Directions for this task: Lines before the one containing "For practice, label the pedestrian" are excluded; retype that line and all remaining lines of the material exactly.

Given records:
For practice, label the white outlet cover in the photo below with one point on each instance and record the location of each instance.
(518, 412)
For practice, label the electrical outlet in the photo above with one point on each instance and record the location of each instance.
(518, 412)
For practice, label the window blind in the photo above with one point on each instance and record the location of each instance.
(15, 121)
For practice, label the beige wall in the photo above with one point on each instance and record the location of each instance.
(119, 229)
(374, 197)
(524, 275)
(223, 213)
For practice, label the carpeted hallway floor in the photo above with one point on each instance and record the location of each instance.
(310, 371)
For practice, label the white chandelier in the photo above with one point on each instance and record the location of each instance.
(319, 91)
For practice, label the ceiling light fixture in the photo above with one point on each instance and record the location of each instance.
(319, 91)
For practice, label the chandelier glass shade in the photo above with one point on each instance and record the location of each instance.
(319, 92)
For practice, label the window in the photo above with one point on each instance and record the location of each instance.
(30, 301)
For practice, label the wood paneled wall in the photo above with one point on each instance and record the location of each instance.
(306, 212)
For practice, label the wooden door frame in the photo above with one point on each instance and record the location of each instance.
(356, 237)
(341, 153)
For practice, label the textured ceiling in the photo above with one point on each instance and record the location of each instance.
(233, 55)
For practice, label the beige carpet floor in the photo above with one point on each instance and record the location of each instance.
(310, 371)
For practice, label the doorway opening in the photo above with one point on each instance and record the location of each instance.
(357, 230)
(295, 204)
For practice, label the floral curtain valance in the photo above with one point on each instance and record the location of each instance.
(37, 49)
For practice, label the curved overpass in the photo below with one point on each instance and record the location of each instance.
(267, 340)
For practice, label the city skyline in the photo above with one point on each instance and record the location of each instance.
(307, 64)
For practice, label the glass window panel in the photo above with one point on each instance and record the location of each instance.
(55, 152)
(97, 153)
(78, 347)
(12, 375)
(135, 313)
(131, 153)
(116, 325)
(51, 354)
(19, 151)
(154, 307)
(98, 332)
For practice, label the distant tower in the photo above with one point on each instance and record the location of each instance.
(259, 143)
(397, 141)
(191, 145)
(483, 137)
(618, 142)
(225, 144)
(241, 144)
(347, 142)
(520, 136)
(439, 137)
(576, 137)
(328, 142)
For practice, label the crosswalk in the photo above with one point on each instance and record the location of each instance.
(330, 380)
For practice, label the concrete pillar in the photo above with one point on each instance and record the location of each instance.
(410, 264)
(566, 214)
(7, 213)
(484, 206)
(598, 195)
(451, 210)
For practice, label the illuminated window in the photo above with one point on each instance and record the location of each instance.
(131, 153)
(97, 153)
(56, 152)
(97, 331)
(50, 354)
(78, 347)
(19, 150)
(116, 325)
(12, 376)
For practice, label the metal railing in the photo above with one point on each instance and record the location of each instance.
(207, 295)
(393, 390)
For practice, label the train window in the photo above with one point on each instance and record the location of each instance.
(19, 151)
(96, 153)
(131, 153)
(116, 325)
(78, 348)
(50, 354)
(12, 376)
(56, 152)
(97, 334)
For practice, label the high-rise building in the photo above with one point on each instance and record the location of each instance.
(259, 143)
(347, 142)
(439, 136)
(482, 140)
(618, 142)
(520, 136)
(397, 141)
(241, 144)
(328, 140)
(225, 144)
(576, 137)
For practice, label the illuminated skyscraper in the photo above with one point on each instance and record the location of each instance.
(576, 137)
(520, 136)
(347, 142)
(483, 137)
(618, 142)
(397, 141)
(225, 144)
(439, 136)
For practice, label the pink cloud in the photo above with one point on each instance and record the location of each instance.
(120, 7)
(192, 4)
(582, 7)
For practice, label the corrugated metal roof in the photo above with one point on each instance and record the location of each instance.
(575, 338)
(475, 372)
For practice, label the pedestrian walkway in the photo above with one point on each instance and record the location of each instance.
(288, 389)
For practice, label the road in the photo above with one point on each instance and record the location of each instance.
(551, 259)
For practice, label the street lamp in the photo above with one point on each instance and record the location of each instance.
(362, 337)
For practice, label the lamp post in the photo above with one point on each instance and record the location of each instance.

Reply:
For practice, label the pedestrian walkway in the photo above with one point on each instance and record the location of each instance.
(288, 389)
For practice, label the road in the photo above with one point on each instance and record the location of each instance.
(551, 259)
For practice, label the street lamp in the photo above with one point on each instance and record the location of each instance.
(362, 337)
For practice, label the lamp post in the photo above with one point on each instance and record the location of each instance.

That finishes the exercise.